== REQUIREMENTS ==
#1 In the probability explanation, what probability does it give that everything will be fine when 6 are prepared?
#2 Go on with the probability explanation, picking up after its final sentence.

== EXTRACT ==

** Begin **

What an interesting and practical problem! I'd think about it this
way:

Thinking approximately, there's a 10/25 = 2/5 chance that each
question you prepare will be on the test, and 3/5 that it won't. Say
you prepare 6 of them. The probability that none of the 6 will be on
the test is (3/5)^6, or 0.0467. The probability that exactly 1 will be
on the test is (3/5)^5 times (2/5)^1 times the number of choices for
which one will be the one on the test, which is 6. (This corresponds
to a binomial formula: (3/5)^5 * (2/5)^1 * C(6,1). In case you're not
familiar with the notation, C(6,1) is the number of ways to choose 1
thing out of a total of 6. It's just 6.)

So the approximate calculation says that the chance of only one of
your 6 questions being on the test is 0.1867, and that the chance of
none being on the test is 0.0467, so 0.233 is the probability that
either of these two will be the case, and 1-0.233 = 0.767 is the
probability that everything will be fine. This calculation for 6
indicates that 7 or 8 questions is probably the right number to
prepare.

** End **

== INFORMATION SHOWN ==
** Begin **

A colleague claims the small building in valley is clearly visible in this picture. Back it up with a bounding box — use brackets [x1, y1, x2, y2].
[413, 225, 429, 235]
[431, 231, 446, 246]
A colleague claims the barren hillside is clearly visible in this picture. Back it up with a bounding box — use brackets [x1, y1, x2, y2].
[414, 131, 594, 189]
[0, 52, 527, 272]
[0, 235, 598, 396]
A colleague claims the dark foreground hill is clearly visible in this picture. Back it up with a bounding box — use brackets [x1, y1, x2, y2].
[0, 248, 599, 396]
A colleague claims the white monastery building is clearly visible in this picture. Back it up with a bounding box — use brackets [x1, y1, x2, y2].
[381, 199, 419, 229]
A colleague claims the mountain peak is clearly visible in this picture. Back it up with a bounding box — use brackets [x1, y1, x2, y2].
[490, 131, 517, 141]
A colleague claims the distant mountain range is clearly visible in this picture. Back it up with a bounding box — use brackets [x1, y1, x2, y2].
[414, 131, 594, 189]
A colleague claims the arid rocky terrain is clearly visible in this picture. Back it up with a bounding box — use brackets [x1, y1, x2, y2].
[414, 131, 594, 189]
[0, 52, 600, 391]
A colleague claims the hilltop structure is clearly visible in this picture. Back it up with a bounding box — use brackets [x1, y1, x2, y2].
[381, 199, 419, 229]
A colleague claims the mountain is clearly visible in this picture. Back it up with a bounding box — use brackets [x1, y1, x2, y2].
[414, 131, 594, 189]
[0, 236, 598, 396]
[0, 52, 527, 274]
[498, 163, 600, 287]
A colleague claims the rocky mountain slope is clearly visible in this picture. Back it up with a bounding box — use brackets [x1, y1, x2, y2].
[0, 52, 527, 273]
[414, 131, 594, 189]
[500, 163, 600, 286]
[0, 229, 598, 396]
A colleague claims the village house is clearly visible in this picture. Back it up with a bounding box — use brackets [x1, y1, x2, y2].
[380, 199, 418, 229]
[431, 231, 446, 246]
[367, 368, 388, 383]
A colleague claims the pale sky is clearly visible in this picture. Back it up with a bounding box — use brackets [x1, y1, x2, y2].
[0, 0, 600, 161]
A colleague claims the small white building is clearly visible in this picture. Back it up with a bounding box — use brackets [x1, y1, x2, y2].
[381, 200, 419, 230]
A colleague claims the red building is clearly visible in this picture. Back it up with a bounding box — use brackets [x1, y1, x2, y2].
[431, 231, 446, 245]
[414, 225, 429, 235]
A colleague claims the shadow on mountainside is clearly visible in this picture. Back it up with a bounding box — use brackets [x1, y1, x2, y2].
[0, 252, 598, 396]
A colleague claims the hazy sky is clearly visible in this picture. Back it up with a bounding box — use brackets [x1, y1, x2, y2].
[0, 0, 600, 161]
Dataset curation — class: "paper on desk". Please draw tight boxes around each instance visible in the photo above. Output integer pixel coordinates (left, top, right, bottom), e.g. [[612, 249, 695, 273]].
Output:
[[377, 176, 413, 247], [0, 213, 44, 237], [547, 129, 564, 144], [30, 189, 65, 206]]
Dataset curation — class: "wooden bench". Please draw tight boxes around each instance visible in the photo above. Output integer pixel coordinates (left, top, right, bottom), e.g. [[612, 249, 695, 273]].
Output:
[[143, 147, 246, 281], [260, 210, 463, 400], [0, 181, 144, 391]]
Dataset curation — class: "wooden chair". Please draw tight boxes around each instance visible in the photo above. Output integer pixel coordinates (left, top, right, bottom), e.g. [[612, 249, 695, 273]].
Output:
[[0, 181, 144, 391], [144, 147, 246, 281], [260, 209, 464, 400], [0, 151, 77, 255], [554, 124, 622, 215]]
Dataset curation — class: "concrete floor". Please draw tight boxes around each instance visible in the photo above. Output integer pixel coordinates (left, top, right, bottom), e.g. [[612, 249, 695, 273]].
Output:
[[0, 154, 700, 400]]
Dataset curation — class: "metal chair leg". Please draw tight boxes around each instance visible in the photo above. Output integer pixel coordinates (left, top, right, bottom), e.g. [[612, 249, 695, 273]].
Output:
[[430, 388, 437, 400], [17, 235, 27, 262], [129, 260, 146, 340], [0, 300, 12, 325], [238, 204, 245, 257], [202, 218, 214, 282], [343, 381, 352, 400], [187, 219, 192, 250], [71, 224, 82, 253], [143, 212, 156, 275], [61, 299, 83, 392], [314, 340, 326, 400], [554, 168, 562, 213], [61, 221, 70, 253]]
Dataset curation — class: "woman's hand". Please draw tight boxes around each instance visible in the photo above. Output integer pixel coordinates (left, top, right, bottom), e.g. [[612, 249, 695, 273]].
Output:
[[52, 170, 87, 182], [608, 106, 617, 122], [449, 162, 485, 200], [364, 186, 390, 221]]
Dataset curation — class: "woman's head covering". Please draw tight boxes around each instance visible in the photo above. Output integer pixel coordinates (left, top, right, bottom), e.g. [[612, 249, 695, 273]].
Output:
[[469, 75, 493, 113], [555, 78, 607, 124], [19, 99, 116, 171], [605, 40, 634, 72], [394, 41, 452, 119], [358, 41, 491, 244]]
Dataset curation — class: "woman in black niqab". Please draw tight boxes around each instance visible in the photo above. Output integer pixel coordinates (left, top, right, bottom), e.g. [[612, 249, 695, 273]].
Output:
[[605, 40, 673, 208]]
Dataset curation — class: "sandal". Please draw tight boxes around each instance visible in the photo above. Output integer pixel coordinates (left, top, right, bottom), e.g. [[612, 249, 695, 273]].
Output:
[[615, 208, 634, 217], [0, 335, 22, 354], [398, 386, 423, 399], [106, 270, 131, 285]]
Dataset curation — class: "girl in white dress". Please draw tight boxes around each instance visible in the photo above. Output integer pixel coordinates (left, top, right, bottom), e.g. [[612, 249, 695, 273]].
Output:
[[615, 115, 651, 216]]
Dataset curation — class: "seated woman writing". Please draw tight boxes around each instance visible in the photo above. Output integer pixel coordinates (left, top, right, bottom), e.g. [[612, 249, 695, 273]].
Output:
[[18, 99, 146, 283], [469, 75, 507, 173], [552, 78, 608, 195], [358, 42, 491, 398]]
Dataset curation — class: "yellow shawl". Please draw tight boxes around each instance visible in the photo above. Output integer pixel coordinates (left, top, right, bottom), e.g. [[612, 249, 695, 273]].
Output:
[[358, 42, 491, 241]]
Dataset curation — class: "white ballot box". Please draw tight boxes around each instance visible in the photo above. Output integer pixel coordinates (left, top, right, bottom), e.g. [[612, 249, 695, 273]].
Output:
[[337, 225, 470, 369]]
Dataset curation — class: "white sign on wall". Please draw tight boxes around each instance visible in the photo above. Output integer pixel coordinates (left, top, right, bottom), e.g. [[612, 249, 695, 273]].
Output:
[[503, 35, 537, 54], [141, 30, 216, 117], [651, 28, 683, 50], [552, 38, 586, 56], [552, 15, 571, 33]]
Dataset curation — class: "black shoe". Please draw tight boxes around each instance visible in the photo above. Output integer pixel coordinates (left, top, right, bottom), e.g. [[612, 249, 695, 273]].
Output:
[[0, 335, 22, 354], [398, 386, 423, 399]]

** End **

== ANSWERS GIVEN ==
#1 0.767

#2
To find the answer precisely, you should count combinations, and we'll
see a lot more of those C(n,k) formulas. Start with the idea that
there are 10 threads on the test and 15 not on the test, and of those
you are going to pick 7 threads to prepare. The total number of ways
to pick 7 threads is C(25,7). The number of ways to be completely
unlucky (no overlap) is C(15,7). So the probability of this is
C(15,7)/C(25,7)=0.0134. The number of ways to be "partially unlucky"
(overlap of one thread) is: 10*C(15,6). This comes from the fact that
there are 10 ways to choose the lucky thread, and C(15,6) ways to
choose the remaining 6 which you study out of the 15 that aren't going
to be on the test. 10*C(15,6)/C(25,7)=0.1041, so the total probability
for overlap of 0 or 1 is 0.1175.

It looks as though you'll have to study at least 8 threads to get to
your 95% assurance. Can you finish the calculation?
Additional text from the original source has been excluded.